## Page
--- start ---
One of my favorite filmmakers has a book and a new movie out!

Dwight Little has been one of my favorite directors for many years. With heavy hitters like Halloween 4: The Return of Michael Myers (my favorite Halloween movie), Rapid Fire, and Marked for Death to his long list of credits, Little has an ability to jump around between genres, between studio films and indies, between film and television, always leading with story and character and finding ways to bring the best out of the material. He's the type of versatile director that barely exists anymore within the current model. His new book, Still Rolling: Inside the Hollywood Dream Factory, is a mix of behind-the-scenes stories and practical, boots-on-the-ground advice for would-be filmmakers. It's a terrific read and gave me more than I knew I wanted out of the book.

Never miss a chance to talk to your heroes.

Patrick: I just have to tell you that when I found out that you were writing a book, I freaked out. I was so excited because or years you have been one of my absolute favorite directors and I'm such a fan.

Dwight Little: I really appreciate it. I know you're a Halloween 4 guy. I know that. 

Patrick: I am a big Halloween 4 guy, yes, but I'm also a big Rapid Fire guy and a big Marked for Death guy.

Dwight Little: Well, you were in a very formative age of your life when those movies came out.  Those are ‘90s movies, a lot of them. 

Patrick: Yeah, definitely. And it was one of those things where I saw all those movies, I liked all of those movies individually, but it wasn't until I was a little bit older that I started to put together “Ohh, the same person is responsible for all these movies!”

Dwight Little: That's so funny, yeah. When we were young, we were all like that. You know, “Is this Howard Hawks? He made this?”
Patrick: So there's my first question. I know you mentioned Sydney Pollack in the book as being a huge inspiration, but like, who are your people? Who are the filmmakers that made you want to be a filmmaker?

Dwight Little: Well, let's start with that. For some reason I locked in, I would say around 1970 when I was say a freshman in high school -- all through the ‘70s -- it was, as you know, kind of a golden era for the Auteur director. I mean, we did have Friedkin and Spielberg and Paul Mazursky and De Palma. It was a long, impressive list including Scorsese, who, amazingly, is still working. It's just incredible how far he goes. But I remember being very impressed with what I think what we would call now “mainstream” genre. I love 3 Days of the Condor. I love The Exorcist, The French Connection. These guys who, yes, they were working in Hollywood, but when Sidney Pollock made a spy movie, it was more interesting than anybody else's spy movie. He had a way of taking mainstream-driven, commercial entertainment and making it artful. I was never fully into the deep genre cuts, like the deep Friday the 13th or any of that stuff, although I did get invested in John Carpenter's original Halloween very early. And I love The Fog. I love those two Carpenter movies and was aware of him because he had been at USC.
--- end ---
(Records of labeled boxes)
--- start ---
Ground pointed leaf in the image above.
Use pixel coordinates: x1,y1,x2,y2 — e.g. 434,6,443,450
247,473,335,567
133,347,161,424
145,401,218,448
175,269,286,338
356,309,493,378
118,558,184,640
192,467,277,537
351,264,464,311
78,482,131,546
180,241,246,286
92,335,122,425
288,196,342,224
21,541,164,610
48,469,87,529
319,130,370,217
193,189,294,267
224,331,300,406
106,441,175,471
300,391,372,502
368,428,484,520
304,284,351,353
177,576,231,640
--- end ---
## Work instructions
1 > What is the title of Dwight Little's new book, according to the interview?
2 > Return the rows word for word, beginning with the first row and ending with the row that contains "21,541,164,610", including both of those rows.
The rows are unrelated to the interview.

## Solved tasks
1 > Still Rolling: Inside the Hollywood Dream Factory

2 >
Ground pointed leaf in the image above.
Use pixel coordinates: x1,y1,x2,y2 — e.g. 434,6,443,450
247,473,335,567
133,347,161,424
145,401,218,448
175,269,286,338
356,309,493,378
118,558,184,640
192,467,277,537
351,264,464,311
78,482,131,546
180,241,246,286
92,335,122,425
288,196,342,224
21,541,164,610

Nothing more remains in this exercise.